• What needs to be done:
Reproduce the following entries word for word, omitting the pictures from your answer.

(Excerpts from location labeling data)
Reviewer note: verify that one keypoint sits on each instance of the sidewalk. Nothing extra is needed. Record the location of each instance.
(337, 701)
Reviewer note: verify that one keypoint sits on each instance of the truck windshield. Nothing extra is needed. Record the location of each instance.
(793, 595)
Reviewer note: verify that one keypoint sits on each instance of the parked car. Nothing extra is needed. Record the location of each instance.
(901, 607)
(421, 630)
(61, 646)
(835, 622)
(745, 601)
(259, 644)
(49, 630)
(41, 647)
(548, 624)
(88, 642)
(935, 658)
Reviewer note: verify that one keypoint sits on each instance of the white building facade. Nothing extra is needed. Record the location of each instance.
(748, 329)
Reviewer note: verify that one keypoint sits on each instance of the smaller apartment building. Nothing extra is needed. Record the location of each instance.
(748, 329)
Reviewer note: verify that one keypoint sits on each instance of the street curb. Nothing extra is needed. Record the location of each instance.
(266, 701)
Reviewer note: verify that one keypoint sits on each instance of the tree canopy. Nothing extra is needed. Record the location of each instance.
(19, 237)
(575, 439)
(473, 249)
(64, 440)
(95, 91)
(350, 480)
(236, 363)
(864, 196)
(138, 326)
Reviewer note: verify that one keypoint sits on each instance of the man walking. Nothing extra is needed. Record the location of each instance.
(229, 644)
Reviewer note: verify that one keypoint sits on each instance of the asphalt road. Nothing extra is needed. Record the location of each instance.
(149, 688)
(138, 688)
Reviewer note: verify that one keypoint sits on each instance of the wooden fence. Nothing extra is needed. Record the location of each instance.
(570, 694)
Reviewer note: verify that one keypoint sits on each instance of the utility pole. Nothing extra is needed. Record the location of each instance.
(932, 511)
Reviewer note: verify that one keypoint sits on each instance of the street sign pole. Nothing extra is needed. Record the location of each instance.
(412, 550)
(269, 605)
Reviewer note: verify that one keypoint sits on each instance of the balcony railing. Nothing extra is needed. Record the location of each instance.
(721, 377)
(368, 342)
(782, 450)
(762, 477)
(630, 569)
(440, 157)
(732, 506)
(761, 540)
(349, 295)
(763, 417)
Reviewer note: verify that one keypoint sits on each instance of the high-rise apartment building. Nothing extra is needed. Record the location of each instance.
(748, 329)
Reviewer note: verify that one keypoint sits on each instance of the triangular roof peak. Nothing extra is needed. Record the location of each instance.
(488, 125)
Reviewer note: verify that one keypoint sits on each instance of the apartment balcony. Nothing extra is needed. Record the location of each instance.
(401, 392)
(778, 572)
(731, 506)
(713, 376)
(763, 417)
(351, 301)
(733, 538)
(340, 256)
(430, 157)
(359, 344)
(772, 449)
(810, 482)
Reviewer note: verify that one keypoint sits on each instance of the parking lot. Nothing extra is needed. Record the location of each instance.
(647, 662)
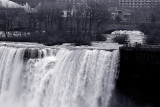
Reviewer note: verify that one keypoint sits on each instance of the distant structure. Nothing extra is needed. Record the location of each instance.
(138, 3)
(32, 3)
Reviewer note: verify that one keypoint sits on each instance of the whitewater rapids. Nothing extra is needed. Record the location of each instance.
(31, 77)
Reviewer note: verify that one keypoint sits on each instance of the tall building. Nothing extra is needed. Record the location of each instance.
(138, 3)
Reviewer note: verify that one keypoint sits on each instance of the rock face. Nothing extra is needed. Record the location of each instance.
(139, 75)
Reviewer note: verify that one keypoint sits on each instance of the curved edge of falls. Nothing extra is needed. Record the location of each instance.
(31, 77)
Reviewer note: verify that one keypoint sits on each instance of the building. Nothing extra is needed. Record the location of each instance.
(138, 3)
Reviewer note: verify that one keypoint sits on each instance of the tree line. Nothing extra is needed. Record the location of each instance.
(80, 25)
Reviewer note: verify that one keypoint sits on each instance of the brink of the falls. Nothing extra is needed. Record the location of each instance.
(31, 77)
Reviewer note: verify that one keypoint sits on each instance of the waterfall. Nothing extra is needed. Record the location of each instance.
(56, 77)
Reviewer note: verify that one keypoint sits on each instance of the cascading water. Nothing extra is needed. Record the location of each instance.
(56, 77)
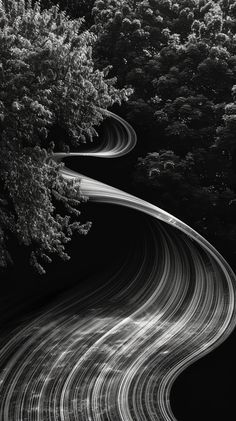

• Response to this task:
Reviewer note: verify that one keypoint sits on each instance of the sidewalk. Nothing extra is needed. Record the location of each instance.
(337, 701)
Reviewer note: verify that one keypoint sits on each instance of the truck windshield. Nothing extra is needed. Record the location of each instance.
(793, 595)
Reviewer note: verify that one keypoint sits on each instance of the parked car. Nothing extra is needed. Record the location of each instance.
(901, 607)
(421, 630)
(61, 646)
(835, 622)
(745, 601)
(259, 644)
(49, 630)
(41, 647)
(548, 624)
(88, 642)
(935, 658)
Reviewer note: verify that one keypoint sits on each instance of the white building facade. Nothing extra is needed. Record the location of each instance.
(748, 329)
Reviewer note: verify that one keypoint sits on each instance of the smaller apartment building. Nothing extra is needed. Record the location of each instance.
(748, 329)
Reviewer note: verify that one keypoint sits on each instance of the street curb. Nothing extra is needed. Record the location of each instance.
(266, 701)
Reviewer note: verify that one keypoint sits on each instance of the tree canopy. Nothing extra is needed. Record the location of each instance.
(19, 237)
(575, 439)
(473, 249)
(64, 440)
(95, 91)
(350, 480)
(236, 363)
(864, 196)
(138, 326)
Reviewer note: verify that one keypoint sits on each instance of the man walking. Nothing extra is needed. Record the location of each instance.
(229, 644)
Reviewer note: verify that one keypoint sits on each instance of the asphalt road. Nothing extra is needed. Record the location of each instance.
(149, 688)
(138, 688)
Reviewer note: verify that one keypoint sits on each instance of the wooden fence. Nothing extra is needed. Record the location of each instance.
(570, 694)
Reviewer note: verify that one keypoint sits on each instance of the utility pole. Nothing extra is needed. Record the location of each instance.
(932, 511)
Reviewer note: verify that one keypoint sits on each instance of the street sign pole. Nothing extra is needed. Record the location of each instance.
(412, 550)
(269, 605)
Reviewer note: verify that one keypoint sits on each instance of the balcony railing. Nothing extra is needed. Record the location of each instance.
(721, 377)
(368, 342)
(782, 450)
(762, 477)
(630, 569)
(440, 157)
(732, 506)
(761, 540)
(349, 295)
(763, 417)
Reviewer note: verify that one keypoint sits on each instance of the high-rise apartment building. Nothing extra is needed. Record the location of each instance.
(748, 329)
Reviewer note: verify that one keypoint sits on each instance of the triangular roof peak. Nothing extra is needed. Record the location of each instance.
(488, 125)
Reviewer note: verify that one keypoint sits on each instance of the apartment balcony. Nothing extra is needed. Record the location of each instance.
(401, 392)
(778, 572)
(731, 506)
(713, 376)
(763, 417)
(351, 301)
(733, 538)
(340, 256)
(430, 157)
(359, 344)
(772, 449)
(810, 482)
Reviewer note: verify that one keypoint sits on each instance of the parking lot. Nothing extra is needed. Record the location of each instance.
(647, 662)
Reviewer note: verify that one keypoint sits on each instance of the distant structure. Nothing extra is needed. Record the location of each instance.
(138, 3)
(32, 3)
Reviewer note: verify that one keypoint sits on each instance of the whitewater rapids. Nothing extra is needed. Record the location of each instance.
(31, 77)
Reviewer note: verify that one keypoint sits on each instance of the tall building. Nothing extra is needed. Record the location of each instance.
(138, 3)
Reviewer note: verify that one keypoint sits on each instance of the rock face. Nothing extra is needed. Record the location of each instance.
(139, 75)
Reviewer note: verify that one keypoint sits on each instance of the curved edge of falls. Nothing extra is needed. Record the location of each instance.
(31, 77)
Reviewer note: verify that one keypoint sits on each instance of the building. Nothing extra is needed. Record the location of each instance.
(138, 3)
Reviewer note: verify that one keypoint sits on each instance of the tree line. Nothing extra is needed. Record the location of each instance.
(80, 25)
Reviewer note: verify that one keypoint sits on each instance of the brink of the falls. Nothing extra is needed. Record the location of each instance.
(31, 77)
Reviewer note: verify that one keypoint sits on each instance of the waterfall. Nothing extra is needed. Record the location of each instance.
(56, 77)
Reviewer note: verify that one keypoint sits on each instance of the cascading water. Nothing extra is needed. Record the location of each instance.
(56, 77)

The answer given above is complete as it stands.